**TASK STATEMENT**. Retype the entries exactly, but skip the pictures.

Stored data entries
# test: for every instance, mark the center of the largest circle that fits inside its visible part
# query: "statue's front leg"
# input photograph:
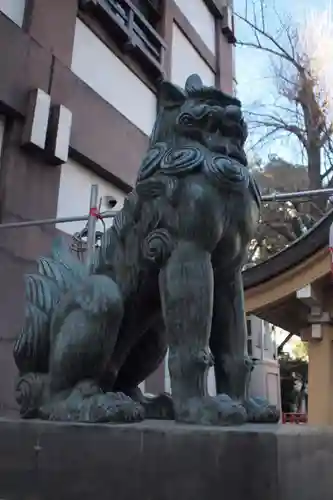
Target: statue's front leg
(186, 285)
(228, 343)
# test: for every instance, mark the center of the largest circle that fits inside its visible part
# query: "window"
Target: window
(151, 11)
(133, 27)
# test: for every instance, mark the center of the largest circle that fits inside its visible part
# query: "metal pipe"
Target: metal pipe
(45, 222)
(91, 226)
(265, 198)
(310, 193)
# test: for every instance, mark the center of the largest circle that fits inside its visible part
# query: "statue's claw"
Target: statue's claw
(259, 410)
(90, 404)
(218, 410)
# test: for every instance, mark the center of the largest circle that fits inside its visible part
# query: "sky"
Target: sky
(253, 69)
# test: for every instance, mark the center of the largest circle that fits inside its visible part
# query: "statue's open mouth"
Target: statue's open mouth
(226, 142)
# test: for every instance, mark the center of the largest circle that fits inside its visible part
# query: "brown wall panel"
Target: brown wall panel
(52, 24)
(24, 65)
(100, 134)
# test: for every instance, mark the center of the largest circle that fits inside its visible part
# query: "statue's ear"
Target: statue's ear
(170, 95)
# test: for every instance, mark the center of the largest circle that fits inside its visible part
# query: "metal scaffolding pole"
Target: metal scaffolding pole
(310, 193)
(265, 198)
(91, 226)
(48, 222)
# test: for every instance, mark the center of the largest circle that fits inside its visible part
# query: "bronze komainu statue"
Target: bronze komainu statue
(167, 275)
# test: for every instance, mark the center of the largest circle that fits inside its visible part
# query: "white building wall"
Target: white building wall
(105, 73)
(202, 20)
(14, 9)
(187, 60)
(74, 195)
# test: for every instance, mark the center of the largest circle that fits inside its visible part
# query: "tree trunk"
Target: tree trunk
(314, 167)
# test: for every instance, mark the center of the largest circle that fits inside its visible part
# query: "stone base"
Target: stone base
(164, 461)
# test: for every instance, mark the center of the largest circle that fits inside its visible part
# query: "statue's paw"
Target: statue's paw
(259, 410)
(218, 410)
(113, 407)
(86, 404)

**YOUR RESPONSE**.
# test: for every instance, mark the center of the largest circle that fits inside its visible part
# query: "statue's front leg"
# input photograph:
Target: statue's front leg
(186, 285)
(228, 343)
# test: for every instance, mark the center of the largest circle that fits inside its visible part
# query: "window"
Target: window
(151, 11)
(133, 27)
# test: for every instance, mark the center of the largest circle that fits inside its visible part
# query: "metal pipe"
Target: metal pipe
(45, 222)
(91, 226)
(265, 198)
(310, 193)
# test: for every instance, mark the center of the largest circle that fits inside its visible part
# query: "statue's claw"
Target: statue's claw
(259, 410)
(90, 404)
(218, 410)
# test: for every instance, mark the center of the largest circle that fits inside its visible part
# query: "sky"
Target: sky
(253, 69)
# test: for every instance, mark the center of the largest circle that fits inside its visible part
# query: "statue's open mouth"
Target: statue's open mouth
(226, 142)
# test: for every instance, mark the center of the largest circle that fits inside its visible part
# query: "brown wall panel"
Target: brown wall panel
(52, 24)
(24, 65)
(100, 134)
# test: for every instance, mark the center of the largest circle that fits inside its visible part
# query: "statue's ear"
Target: statue's ear
(170, 95)
# test: for every instance, mark the center of the largest circle that fits inside its visible part
# query: "metal scaffolding pole"
Target: metal scaffolding pole
(310, 193)
(265, 198)
(91, 226)
(48, 222)
# test: for every instance, mark the center of the largest circle that fits inside its visible part
# query: "bronze komainu statue"
Target: bronze komainu statue
(167, 275)
# test: for every instance, mark the center of the largest circle that fits inside its visible part
# query: "white building wall"
Target: white building wall
(105, 73)
(202, 20)
(14, 9)
(187, 60)
(74, 195)
# test: for every instance, mark the center of the largest circle that fits inside its visible part
# query: "tree trunk"
Target: tree trunk
(314, 167)
# test: for every instance, mark the center of the largest circle that fits inside its visible part
# query: "stone base"
Target: stone base
(164, 461)
# test: for every instance, mark the center of the largest circle that fits inside its visible part
# query: "statue's paw"
Target: statue's paw
(259, 410)
(218, 410)
(113, 407)
(86, 404)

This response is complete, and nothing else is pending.